[start of SUPPLIED TEXT]

# Mack Warranty



## lennon33x (Nov 17, 2013)

So I'm going to purchase a Canon 5D (classic) in about 2 weeks. I'm either going to purchase from KEH or Amazon. Because I'm essentially upgrading all of my gear to full frame, I want to try to make sure I can repair my stuff if necessary, and not be out a ton of money. Both places offer the Mack Warranty. Anyone have experience with them? Both Amazon and KEH are reputable (to my knowledge) but I need to CMA. 

Thoughts?


----------



## kparker8812 (Nov 17, 2013)

Have you looked into Square Trade?  I have never heard of Mack, but ST is great.


----------



## lennon33x (Nov 17, 2013)

Do you have square trade? Can you get it for a used purchase?


----------



## KmH (Nov 17, 2013)

3rd party warranties are almost never worth the money.

They are essentially 100% profit to the seller.


----------



## kathyt (Nov 17, 2013)

I always purchase the Mack warranty with all of my new, higher end, gear. I usually get a really good deal on the warranty through Adorama.


----------



## Mackcam (Nov 25, 2013)

kathythorson said:


> I always purchase the Mack warranty with all of my new, higher end, gear. I usually get a really good deal on the warranty through Adorama.



We at Mack Worldwide Warranty want to thank you for being a loyal customer and for your positive post.
Thank you,
Desiree


----------

[end of SUPPLIED TEXT]

▶ GOAL 1: Decide whether each statement below agrees with the Mack Warranty thread. Answer yes or no for each and quote the deciding words from the thread. (a) The original poster plans to buy the camera from either KEH or Amazon. (b) KmH says third-party warranties are usually worth the money. (c) kathyt gets a good deal on the Mack warranty through Amazon.

[start of TASK INPUTS]

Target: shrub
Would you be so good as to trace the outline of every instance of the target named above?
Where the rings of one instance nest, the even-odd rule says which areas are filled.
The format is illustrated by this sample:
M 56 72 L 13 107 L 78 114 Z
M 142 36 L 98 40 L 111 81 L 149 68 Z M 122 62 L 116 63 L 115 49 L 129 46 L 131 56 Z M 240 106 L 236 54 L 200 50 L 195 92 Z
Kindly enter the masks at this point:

[end of TASK INPUTS]

▶ GOAL 2: Write out the rows from the first row through the row containing "M 56 72 L 13 107 L 78 114 Z", including both, exactly as they appear.

▶ TASK RESULT 1:
(a) Yes: "I'm either going to purchase from KEH or Amazon."
(b) No: "3rd party warranties are almost never worth the money."
(c) No: "I usually get a really good deal on the warranty through Adorama."

▶ TASK RESULT 2:
Target: shrub
Would you be so good as to trace the outline of every instance of the target named above?
Where the rings of one instance nest, the even-odd rule says which areas are filled.
The format is illustrated by this sample:
M 56 72 L 13 107 L 78 114 Z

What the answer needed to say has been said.